▸ DIRECTIONS:
Your task is to reproduce exactly the lines from the line with "Reviewer note: every instance of the road" through the end of the records below.

====== STORED RECORDS

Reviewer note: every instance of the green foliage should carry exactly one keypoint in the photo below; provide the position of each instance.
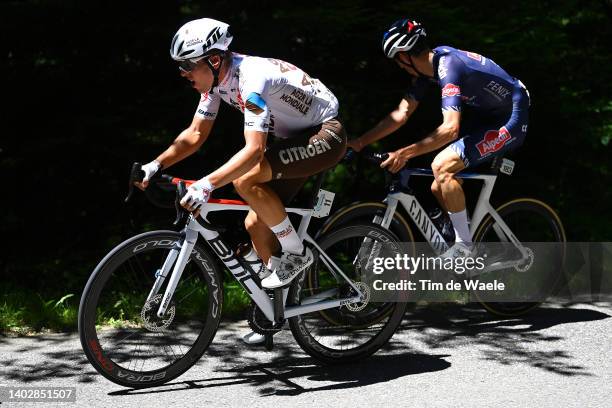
(103, 95)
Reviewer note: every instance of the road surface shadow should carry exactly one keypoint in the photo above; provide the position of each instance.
(440, 327)
(508, 340)
(291, 371)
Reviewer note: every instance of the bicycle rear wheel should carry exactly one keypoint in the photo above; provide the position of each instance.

============

▸ CORRECT RESPONSE:
Reviewer note: every instance of the road surface shadow should carry exactly one keypoint in the photo above; provide the position of each instance.
(440, 327)
(508, 340)
(291, 371)
Reviewer note: every instance of the bicycle rear wheel should carry exactly one keypoint in the photo above; provide the position of each instance.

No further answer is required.